A tour of Kelimutu National Park will usually start at 4 am, and you’ll meet in Moni, the small town in the volcano’s foothills. If you’re not an early bird, take heart; witnessing the gorgeous sunrise over the crater lakes is worth the jarring alarm call.
The crater lakes of Mount Kelimutu can be reached with an exhilarating 30-minute car or scooter ride and then an easy 20-minute trek up to the crater rim from the parking area. High in the sky, surrounded by volcanic rock, strange smells and other jaw-dropping beauty, you’ll feel like you’re on another planet.
There are two ways to take in the views of Tiwu Ata Polo (Enchanted Lake) and Tiwu Ko’o Fai Nuwa Muri (Lake of Young Souls). A platform with safety railings is the conventional choice, but a rough dirt path can be scrambled across to stand between the lakes. If you are determined to get up close, don’t be tempted to swim, the sulphuric waters are dangerous.

**Exercises:**
(A) From the Kelimutu passage, extract word for word the part that opens with the words containing "The crater lakes of" and closes with "waters are dangerous.".
(B) Decide whether each statement agrees with the Kelimutu passage, and support each yes or no with the deciding words quoted exactly: (i) tours usually start at 4 am and meet in Moni; (ii) the trek from the parking area to the crater rim takes about an hour; (iii) swimming in the crater lakes is safe.
(C) Write a continuation of the Kelimutu passage that begins after its last sentence.

**Data excerpts:**
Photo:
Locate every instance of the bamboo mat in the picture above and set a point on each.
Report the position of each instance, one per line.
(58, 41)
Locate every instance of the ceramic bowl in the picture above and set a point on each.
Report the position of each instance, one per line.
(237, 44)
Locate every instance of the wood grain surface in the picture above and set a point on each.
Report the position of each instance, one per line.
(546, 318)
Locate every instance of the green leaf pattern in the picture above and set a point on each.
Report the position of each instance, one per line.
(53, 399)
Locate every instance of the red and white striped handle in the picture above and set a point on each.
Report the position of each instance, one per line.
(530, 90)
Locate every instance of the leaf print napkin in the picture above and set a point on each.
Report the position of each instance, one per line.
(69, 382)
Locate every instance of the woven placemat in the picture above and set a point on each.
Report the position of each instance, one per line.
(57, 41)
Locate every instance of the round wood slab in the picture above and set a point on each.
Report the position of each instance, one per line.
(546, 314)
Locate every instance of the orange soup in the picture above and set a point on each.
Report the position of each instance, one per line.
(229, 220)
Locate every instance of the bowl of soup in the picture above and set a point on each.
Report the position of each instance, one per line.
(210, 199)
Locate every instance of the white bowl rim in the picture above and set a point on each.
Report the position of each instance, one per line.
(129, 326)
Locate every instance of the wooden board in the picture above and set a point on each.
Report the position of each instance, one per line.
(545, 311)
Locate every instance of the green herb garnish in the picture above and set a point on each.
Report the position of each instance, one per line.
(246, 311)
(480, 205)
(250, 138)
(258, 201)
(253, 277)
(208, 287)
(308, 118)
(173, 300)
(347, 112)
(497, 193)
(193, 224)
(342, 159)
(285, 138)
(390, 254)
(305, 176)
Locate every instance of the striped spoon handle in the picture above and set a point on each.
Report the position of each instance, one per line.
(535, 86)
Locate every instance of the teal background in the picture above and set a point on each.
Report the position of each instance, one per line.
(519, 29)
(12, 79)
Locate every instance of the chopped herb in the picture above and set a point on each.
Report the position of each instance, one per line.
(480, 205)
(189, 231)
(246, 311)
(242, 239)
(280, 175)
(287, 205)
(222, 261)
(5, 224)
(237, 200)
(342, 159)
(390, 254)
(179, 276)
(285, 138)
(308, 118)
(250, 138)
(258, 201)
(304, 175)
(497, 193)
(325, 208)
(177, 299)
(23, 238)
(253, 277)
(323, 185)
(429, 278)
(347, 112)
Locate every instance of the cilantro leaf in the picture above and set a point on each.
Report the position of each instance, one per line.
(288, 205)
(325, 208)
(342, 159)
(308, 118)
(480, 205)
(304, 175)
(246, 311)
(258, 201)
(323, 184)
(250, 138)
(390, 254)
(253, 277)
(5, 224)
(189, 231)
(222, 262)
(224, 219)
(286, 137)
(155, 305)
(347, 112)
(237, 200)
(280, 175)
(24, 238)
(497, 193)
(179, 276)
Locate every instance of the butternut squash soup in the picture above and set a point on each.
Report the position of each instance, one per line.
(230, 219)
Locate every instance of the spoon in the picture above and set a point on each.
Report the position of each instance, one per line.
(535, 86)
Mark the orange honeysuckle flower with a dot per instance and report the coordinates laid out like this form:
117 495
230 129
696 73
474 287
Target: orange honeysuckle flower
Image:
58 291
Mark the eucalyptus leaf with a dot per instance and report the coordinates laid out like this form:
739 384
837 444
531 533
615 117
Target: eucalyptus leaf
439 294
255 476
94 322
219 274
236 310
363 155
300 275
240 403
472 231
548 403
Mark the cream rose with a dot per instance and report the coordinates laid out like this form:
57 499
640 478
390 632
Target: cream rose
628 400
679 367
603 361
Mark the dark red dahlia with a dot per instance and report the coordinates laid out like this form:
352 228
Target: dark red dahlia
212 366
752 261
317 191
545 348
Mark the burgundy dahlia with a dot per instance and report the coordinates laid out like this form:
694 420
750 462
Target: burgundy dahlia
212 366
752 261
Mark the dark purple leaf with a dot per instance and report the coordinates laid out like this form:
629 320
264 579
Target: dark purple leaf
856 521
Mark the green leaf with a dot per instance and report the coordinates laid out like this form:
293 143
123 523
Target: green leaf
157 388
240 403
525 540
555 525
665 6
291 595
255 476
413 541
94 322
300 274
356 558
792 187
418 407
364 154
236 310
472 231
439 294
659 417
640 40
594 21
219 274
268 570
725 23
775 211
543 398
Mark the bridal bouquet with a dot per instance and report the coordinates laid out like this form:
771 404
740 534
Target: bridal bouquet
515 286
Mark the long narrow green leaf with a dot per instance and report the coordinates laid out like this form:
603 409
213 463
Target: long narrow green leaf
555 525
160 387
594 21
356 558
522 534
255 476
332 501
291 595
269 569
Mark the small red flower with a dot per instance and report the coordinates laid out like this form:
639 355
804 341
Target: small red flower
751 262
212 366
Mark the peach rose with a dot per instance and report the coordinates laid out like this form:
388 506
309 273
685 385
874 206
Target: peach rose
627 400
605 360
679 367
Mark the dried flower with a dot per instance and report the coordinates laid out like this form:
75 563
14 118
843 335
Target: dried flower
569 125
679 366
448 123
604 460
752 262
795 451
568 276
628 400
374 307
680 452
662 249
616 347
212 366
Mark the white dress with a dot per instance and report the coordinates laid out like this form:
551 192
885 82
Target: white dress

**Answers provided:**
(A)
The crater lakes of Mount Kelimutu can be reached with an exhilarating 30-minute car or scooter ride and then an easy 20-minute trek up to the crater rim from the parking area. High in the sky, surrounded by volcanic rock, strange smells and other jaw-dropping beauty, you’ll feel like you’re on another planet.
There are two ways to take in the views of Tiwu Ata Polo (Enchanted Lake) and Tiwu Ko’o Fai Nuwa Muri (Lake of Young Souls). A platform with safety railings is the conventional choice, but a rough dirt path can be scrambled across to stand between the lakes. If you are determined to get up close, don’t be tempted to swim, the sulphuric waters are dangerous.

(B)
(i) Yes: "A tour of Kelimutu National Park will usually start at 4 am, and you’ll meet in Moni"
(ii) No: "an easy 20-minute trek up to the crater rim from the parking area"
(iii) No: "don’t be tempted to swim, the sulphuric waters are dangerous"

(C)
Trek the Mount Ijen volcano
Kawah Ijen (Mount Ijen) is an active volcano in East Java, and trekking to its summit is a spectacular adventure. You’ll need to get up while it’s still dark and cold, wear a gas mask to protect you from the sulphuric gas and challenge your leg muscles. The payoff is the sight of magical blue fire, a bubbling crater lake and magnificent sunrise views.
Your tour will likely begin in Banyuwangi Town, an hour from the mountain. Though, there is a lovely lodge closer to the base of Mount Ijen if you prefer being closer. You’ll climb in the dark, and unless you’re an experienced night hiker, you’ll appreciate the expertise and reassurance of your guide.
The magical blue flame is close to the lake, where you’ll need nerve, a sure foot and your gas mask. You’ll be in a cloud of toxic sulphur, so don’t linger for longer than two minutes.
Your sunrise spot is above the clouds and is surprisingly peaceful as many enjoy the morning colours on their walk back down the mountain. However, the genuinely daring may want to climb a sharp ridge above the crater and experience a truly alien landscape.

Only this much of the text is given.